Every entry is to be reproduced word for word, but the images are not.

────

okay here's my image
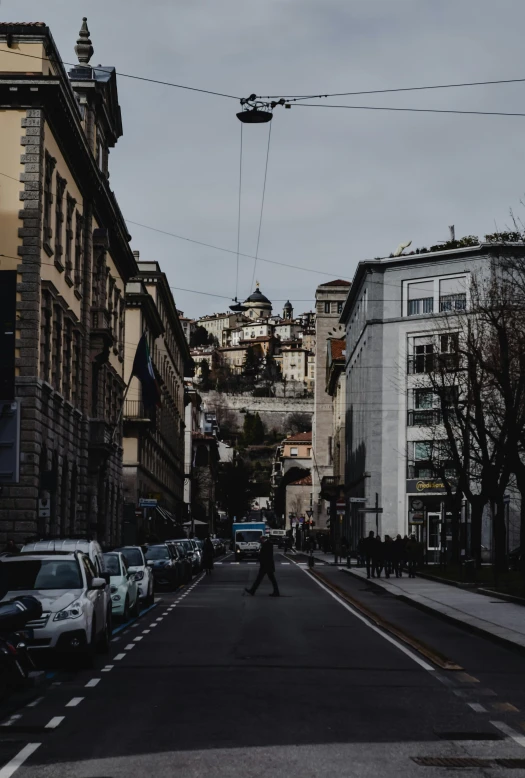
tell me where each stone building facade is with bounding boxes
[312,280,350,529]
[122,259,190,540]
[0,21,137,544]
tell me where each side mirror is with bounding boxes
[100,571,111,585]
[146,560,154,566]
[90,577,106,590]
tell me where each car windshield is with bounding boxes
[103,554,121,575]
[116,548,143,566]
[236,531,262,543]
[145,547,169,560]
[4,559,82,591]
[176,541,192,552]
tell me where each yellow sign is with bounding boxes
[416,480,445,492]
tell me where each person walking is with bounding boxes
[383,535,394,578]
[202,535,215,576]
[406,535,418,578]
[245,535,280,597]
[364,531,375,579]
[374,535,384,578]
[393,534,404,578]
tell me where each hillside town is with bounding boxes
[2,11,525,778]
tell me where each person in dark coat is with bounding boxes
[374,536,384,577]
[383,535,394,578]
[364,531,376,579]
[245,535,280,596]
[406,535,419,578]
[202,536,215,575]
[393,534,404,578]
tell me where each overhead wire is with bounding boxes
[260,75,525,102]
[292,103,525,117]
[235,124,243,300]
[249,120,273,293]
[0,45,239,99]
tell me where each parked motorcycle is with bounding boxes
[0,595,42,696]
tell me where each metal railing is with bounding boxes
[408,409,442,427]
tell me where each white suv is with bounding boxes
[0,552,111,664]
[114,546,154,606]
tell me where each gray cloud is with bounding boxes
[3,0,525,316]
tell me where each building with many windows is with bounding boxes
[312,280,351,530]
[0,20,137,544]
[122,258,191,541]
[339,242,516,556]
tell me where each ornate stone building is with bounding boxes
[122,258,191,541]
[0,20,138,544]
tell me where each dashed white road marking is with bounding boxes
[467,702,486,713]
[0,743,41,778]
[133,636,143,642]
[45,716,65,729]
[491,720,525,748]
[114,653,126,660]
[142,629,150,634]
[85,678,101,688]
[124,643,135,650]
[1,714,22,727]
[155,618,163,622]
[66,697,84,708]
[101,665,114,672]
[26,697,43,709]
[111,637,120,643]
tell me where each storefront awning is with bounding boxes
[155,506,176,524]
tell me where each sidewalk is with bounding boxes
[341,565,525,651]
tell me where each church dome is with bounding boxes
[244,286,272,306]
[283,300,292,309]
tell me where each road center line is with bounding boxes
[113,653,126,660]
[66,697,84,708]
[124,644,135,650]
[85,678,101,688]
[45,717,65,729]
[101,665,114,672]
[133,636,143,642]
[467,702,486,712]
[0,743,41,778]
[142,629,150,634]
[26,697,43,708]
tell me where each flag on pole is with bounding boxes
[132,333,161,410]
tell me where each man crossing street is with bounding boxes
[245,535,280,597]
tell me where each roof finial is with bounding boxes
[75,17,93,66]
[256,280,260,289]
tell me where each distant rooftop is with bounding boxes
[319,279,351,287]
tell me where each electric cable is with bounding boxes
[260,75,525,102]
[292,103,525,117]
[235,124,243,299]
[0,45,239,99]
[250,121,273,293]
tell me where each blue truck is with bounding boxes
[232,521,267,559]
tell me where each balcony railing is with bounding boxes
[124,400,154,421]
[408,409,442,427]
[408,297,434,316]
[439,293,466,312]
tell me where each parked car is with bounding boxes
[166,541,192,584]
[0,552,111,664]
[114,546,154,606]
[190,539,203,571]
[103,552,139,621]
[145,544,182,590]
[21,539,107,581]
[212,538,225,556]
[174,539,200,574]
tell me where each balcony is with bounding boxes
[439,293,466,312]
[321,475,343,499]
[88,419,115,466]
[90,308,114,362]
[408,409,441,427]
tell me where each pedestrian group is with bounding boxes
[357,532,423,579]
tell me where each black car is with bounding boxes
[167,541,192,584]
[144,544,181,590]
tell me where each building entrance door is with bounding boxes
[427,512,442,551]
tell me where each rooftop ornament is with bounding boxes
[236,94,287,124]
[75,17,93,66]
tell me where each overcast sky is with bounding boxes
[4,1,525,317]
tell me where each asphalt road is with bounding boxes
[2,554,525,777]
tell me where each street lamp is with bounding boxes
[236,95,287,124]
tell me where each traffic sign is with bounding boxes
[349,497,367,503]
[358,507,384,514]
[38,498,50,518]
[139,498,157,508]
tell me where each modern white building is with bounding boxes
[339,243,507,556]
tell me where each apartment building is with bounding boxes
[339,242,516,555]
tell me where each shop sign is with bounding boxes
[406,479,451,494]
[409,512,424,524]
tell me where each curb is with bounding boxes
[339,566,525,659]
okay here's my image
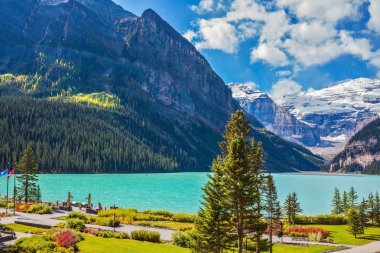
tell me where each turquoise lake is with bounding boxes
[1,173,379,215]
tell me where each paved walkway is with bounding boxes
[0,208,175,241]
[332,241,380,253]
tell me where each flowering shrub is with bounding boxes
[54,230,78,248]
[16,204,31,212]
[286,226,330,238]
[27,204,53,214]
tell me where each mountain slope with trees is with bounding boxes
[329,117,380,174]
[0,0,323,173]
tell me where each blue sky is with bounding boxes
[114,0,380,94]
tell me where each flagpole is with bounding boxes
[13,166,16,215]
[6,175,9,215]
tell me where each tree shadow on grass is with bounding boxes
[357,234,380,241]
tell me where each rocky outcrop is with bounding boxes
[230,83,320,146]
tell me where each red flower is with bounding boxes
[55,230,77,248]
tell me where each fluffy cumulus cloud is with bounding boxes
[187,0,380,77]
[367,0,380,33]
[195,18,239,53]
[251,43,289,66]
[270,79,302,103]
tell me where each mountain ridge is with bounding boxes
[0,0,323,173]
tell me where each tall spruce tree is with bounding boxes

────

Expected answer ▸
okay here's my image
tell me where each stone building facade is with bounding boxes
[312,280,350,529]
[122,259,190,540]
[0,21,137,544]
tell me where each side mirror is with bounding boxes
[100,571,111,585]
[146,560,154,566]
[90,577,106,590]
tell me where each car windshield is with bounding boxes
[103,554,121,575]
[116,548,143,566]
[236,531,262,543]
[145,547,169,560]
[4,559,82,591]
[176,541,192,552]
tell me where each yellow sign is with bounding boxes
[416,480,445,492]
tell me where each person walking is with bounding boxes
[383,535,394,578]
[202,535,215,576]
[406,535,418,578]
[245,535,280,597]
[364,531,375,579]
[374,535,384,578]
[393,534,404,578]
tell me where each hillside town is with bounding boxes
[2,11,525,778]
tell me where each person in dark coat is with bounding boxes
[374,536,384,577]
[383,535,394,578]
[364,531,376,579]
[245,535,280,596]
[406,535,419,578]
[202,536,215,575]
[393,534,404,578]
tell me where each overhead wire is with bounding boxes
[260,75,525,102]
[292,103,525,117]
[235,124,243,300]
[249,120,273,293]
[0,45,239,99]
tell me where each parked motorcycle is with bounding boxes
[0,595,42,696]
tell me where each metal railing is with bounding boxes
[408,409,442,427]
tell me where each white suv is with bounding boxes
[0,552,111,664]
[114,546,154,606]
tell me where each gray cloud is with bounding boxes
[3,0,525,316]
tell me where each building with many windows is with bounding boxes
[312,280,351,530]
[0,20,137,544]
[122,258,191,541]
[339,242,516,556]
tell me where each ornate stone building is with bounding boxes
[122,258,191,541]
[0,20,138,544]
tell me where each dashed white road marking is with bounding boxes
[467,702,486,713]
[0,743,41,778]
[133,636,143,642]
[45,716,65,729]
[491,720,525,748]
[114,653,126,660]
[142,629,150,634]
[85,678,101,688]
[124,643,135,650]
[1,714,22,727]
[155,618,163,622]
[66,697,84,708]
[101,665,114,672]
[26,697,43,709]
[111,637,120,643]
tell me where each storefront awning is with bounding boxes
[155,506,176,524]
tell me where each sidewalk is with bounding boxes
[341,565,525,651]
tell me where each church dome is with bounding boxes
[244,286,272,306]
[283,300,292,309]
tell me where each road center line is with bounding boxes
[113,653,126,660]
[66,697,84,708]
[124,644,135,650]
[85,678,101,688]
[45,717,65,729]
[101,665,114,672]
[133,636,143,642]
[467,702,486,712]
[0,743,41,778]
[142,629,150,634]
[26,697,43,708]
tell me where each flag on pole is with bounding boxes
[132,333,161,410]
tell me where each man crossing street is with bounding boxes
[245,535,280,597]
tell me where each roof finial is with bounding boxes
[75,17,93,66]
[256,280,260,289]
tell me where each distant rooftop is with bounding boxes
[319,279,351,287]
tell me where each electric cable is with bounding boxes
[260,75,525,102]
[292,103,525,117]
[235,124,243,299]
[0,45,239,99]
[250,121,273,293]
tell me where each blue truck is with bounding boxes
[232,521,267,559]
tell me where each balcony railing is with bounding boxes
[124,400,154,421]
[408,409,442,427]
[408,297,434,316]
[439,293,466,312]
tell me where each parked car is with bounding boxes
[166,541,192,584]
[0,552,111,664]
[114,546,154,606]
[190,539,203,571]
[103,552,139,621]
[145,544,182,590]
[21,539,107,581]
[212,538,225,556]
[174,539,200,574]
tell me where each balcony is with bounding boxes
[439,293,466,312]
[321,475,343,499]
[88,419,115,466]
[90,308,114,362]
[408,409,441,427]
tell me where each pedestrian group is with bounding boxes
[357,532,423,579]
tell me where each black car is with bounding boxes
[167,541,192,584]
[144,544,181,590]
tell me where each building entrance door is with bounding boxes
[427,512,442,551]
tell me where each rooftop ornament is with bounding boxes
[236,94,287,124]
[75,17,93,66]
tell me where each overcast sky is with bounding boxes
[4,1,525,317]
tell me where each asphalt road is with bounding boxes
[2,554,525,777]
tell me where each street lamp is with bounding boxes
[236,95,287,124]
tell me where each traffic sign is with bounding boxes
[349,497,367,503]
[358,507,384,514]
[38,498,50,518]
[139,498,157,508]
tell me where each modern white building is with bounding boxes
[339,243,507,556]
tell me where each apartment building is with bounding boxes
[339,242,516,555]
tell me where each shop sign is with bounding boxes
[406,479,451,494]
[409,512,424,524]
tell me where each curb is with bounding boxes
[339,566,525,659]
okay here's my image
tell me where each turquoise lake is with bounding boxes
[1,173,379,215]
tell me where each paved walkway is with bounding boxes
[0,208,175,241]
[332,241,380,253]
tell me where each flowering shrub is with bounding boxes
[54,230,78,248]
[16,204,31,212]
[286,226,330,238]
[27,204,53,214]
tell me where each mountain slope with trees is with bounding boxes
[329,117,380,174]
[0,0,323,173]
tell me where each blue sky is with bounding boxes
[114,0,380,94]
tell me where each flagpole is with bounding boxes
[13,166,16,215]
[6,175,9,215]
tell me where each tree shadow on grass is with bounding boxes
[357,234,380,241]
tell me where each rocky outcrop is with bounding boxes
[230,83,320,146]
tell me where each red flower is with bounding boxes
[55,230,77,248]
tell me where each fluffy cumulus cloud is with bounding boxes
[187,0,380,77]
[367,0,380,33]
[195,18,239,53]
[251,43,289,66]
[270,79,302,103]
tell me where each mountain ridge is with bounding boxes
[0,0,323,173]
tell me where each tall spruce tree is with bounding boxes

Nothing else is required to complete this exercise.